THE TASK
Turn every line of this listing into a JSON list of strings, one string per line, with blank lines left out.

——

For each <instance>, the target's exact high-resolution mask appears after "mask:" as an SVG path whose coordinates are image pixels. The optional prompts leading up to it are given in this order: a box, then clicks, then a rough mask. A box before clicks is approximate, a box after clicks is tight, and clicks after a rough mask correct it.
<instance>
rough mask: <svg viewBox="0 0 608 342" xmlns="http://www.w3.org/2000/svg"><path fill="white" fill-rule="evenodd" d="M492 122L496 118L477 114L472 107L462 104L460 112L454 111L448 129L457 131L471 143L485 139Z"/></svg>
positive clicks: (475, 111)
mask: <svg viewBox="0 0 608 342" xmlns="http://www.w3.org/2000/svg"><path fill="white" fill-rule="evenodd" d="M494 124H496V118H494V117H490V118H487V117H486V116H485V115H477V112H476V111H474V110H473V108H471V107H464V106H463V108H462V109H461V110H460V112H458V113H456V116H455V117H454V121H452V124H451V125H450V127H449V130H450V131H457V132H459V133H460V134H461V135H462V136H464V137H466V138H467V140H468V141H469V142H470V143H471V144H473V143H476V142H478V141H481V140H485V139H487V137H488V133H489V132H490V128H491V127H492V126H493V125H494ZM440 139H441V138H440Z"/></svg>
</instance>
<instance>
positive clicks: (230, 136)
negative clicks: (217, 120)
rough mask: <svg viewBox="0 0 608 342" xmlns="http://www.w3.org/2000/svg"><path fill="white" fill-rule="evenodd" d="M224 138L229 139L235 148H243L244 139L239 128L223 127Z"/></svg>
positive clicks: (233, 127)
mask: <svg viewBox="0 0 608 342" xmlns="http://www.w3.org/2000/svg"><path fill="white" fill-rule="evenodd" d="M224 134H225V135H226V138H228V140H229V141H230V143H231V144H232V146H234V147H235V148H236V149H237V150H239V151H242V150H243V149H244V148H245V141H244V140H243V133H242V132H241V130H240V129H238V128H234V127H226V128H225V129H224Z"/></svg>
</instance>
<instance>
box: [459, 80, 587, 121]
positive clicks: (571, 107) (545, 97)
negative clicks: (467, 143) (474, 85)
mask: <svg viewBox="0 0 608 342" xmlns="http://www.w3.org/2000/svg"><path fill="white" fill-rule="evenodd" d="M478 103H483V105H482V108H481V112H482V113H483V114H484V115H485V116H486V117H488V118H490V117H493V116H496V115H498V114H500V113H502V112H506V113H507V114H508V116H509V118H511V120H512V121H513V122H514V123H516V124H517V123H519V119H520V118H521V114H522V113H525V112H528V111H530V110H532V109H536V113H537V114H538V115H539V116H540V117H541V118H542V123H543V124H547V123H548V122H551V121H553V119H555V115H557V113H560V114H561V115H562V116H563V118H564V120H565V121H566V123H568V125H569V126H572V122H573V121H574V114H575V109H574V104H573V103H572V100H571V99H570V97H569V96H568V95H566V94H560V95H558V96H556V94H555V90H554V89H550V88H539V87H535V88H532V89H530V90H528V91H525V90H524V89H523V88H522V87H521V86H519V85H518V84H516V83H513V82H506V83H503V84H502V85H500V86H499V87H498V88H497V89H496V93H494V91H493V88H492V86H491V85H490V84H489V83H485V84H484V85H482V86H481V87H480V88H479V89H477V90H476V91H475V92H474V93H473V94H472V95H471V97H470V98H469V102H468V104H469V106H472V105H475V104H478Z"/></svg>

——

SOLUTION TO THIS EXERCISE
[
  "For each <instance>, the target's exact high-resolution mask appears after \"mask:\" as an SVG path whose coordinates are image pixels. The optional prompts leading up to it are given in this order: a box, then clicks, then a rough mask. A box before clicks is approximate, a box after clicks is tight, and clicks after a rough mask correct it.",
  "<instance>",
  "rough mask: <svg viewBox=\"0 0 608 342\" xmlns=\"http://www.w3.org/2000/svg\"><path fill=\"white\" fill-rule=\"evenodd\" d=\"M492 122L496 118L477 114L472 107L462 104L460 112L454 111L448 129L457 131L471 143L485 139Z\"/></svg>",
  "positive clicks: (475, 111)",
  "mask: <svg viewBox=\"0 0 608 342\" xmlns=\"http://www.w3.org/2000/svg\"><path fill=\"white\" fill-rule=\"evenodd\" d=\"M494 124H496V118H494V117H490V118H487V117H486V116H485V115H477V112H476V111H474V110H473V108H471V107H464V106H463V108H462V109H461V110H460V112H458V113H456V116H455V117H454V121H452V124H451V125H450V127H449V130H450V131H457V132H459V133H460V134H461V135H462V136H464V137H466V138H467V140H468V141H469V142H470V143H471V144H473V143H476V142H478V141H481V140H485V139H487V137H488V133H489V132H490V128H491V127H492V126H493V125H494ZM440 139H441V138H440Z\"/></svg>",
  "</instance>",
  "<instance>",
  "positive clicks: (230, 136)",
  "negative clicks: (217, 120)",
  "rough mask: <svg viewBox=\"0 0 608 342\" xmlns=\"http://www.w3.org/2000/svg\"><path fill=\"white\" fill-rule=\"evenodd\" d=\"M224 138L229 139L235 148H243L244 139L239 128L223 127Z\"/></svg>",
  "positive clicks: (233, 127)",
  "mask: <svg viewBox=\"0 0 608 342\" xmlns=\"http://www.w3.org/2000/svg\"><path fill=\"white\" fill-rule=\"evenodd\" d=\"M224 134H225V135H226V138H228V140H229V141H230V143H231V144H232V146H234V147H235V148H236V149H237V150H239V151H242V150H243V149H244V148H245V141H244V140H243V133H242V132H241V130H240V129H238V128H234V127H226V128H225V129H224Z\"/></svg>",
  "</instance>",
  "<instance>",
  "box: [459, 80, 587, 121]",
  "positive clicks: (571, 107) (545, 97)",
  "negative clicks: (467, 143) (474, 85)",
  "mask: <svg viewBox=\"0 0 608 342\" xmlns=\"http://www.w3.org/2000/svg\"><path fill=\"white\" fill-rule=\"evenodd\" d=\"M478 103H483V105H482V108H481V112H482V113H483V114H484V115H485V116H486V117H488V118H490V117H493V116H496V115H498V114H500V113H502V112H506V113H507V114H508V116H509V118H511V120H512V121H513V122H514V123H516V124H517V123H519V119H520V118H521V114H522V113H525V112H528V111H530V110H532V109H536V113H537V114H538V115H539V116H540V117H541V118H542V123H543V124H547V123H548V122H551V121H553V119H555V115H557V113H560V114H561V115H562V116H563V118H564V120H565V121H566V123H568V125H569V126H572V122H573V121H574V114H575V109H574V104H573V103H572V100H571V99H570V97H569V96H568V95H566V94H560V95H558V96H556V94H555V90H554V89H550V88H539V87H535V88H532V89H530V90H528V91H525V90H524V89H523V88H522V87H521V86H519V85H518V84H516V83H513V82H506V83H503V84H502V85H500V86H499V87H498V88H497V89H496V93H494V91H493V88H492V86H491V85H490V84H489V83H485V84H484V85H482V86H481V87H480V88H479V89H477V90H476V91H475V92H474V93H473V94H472V95H471V97H470V98H469V102H468V104H469V106H472V105H475V104H478Z\"/></svg>"
]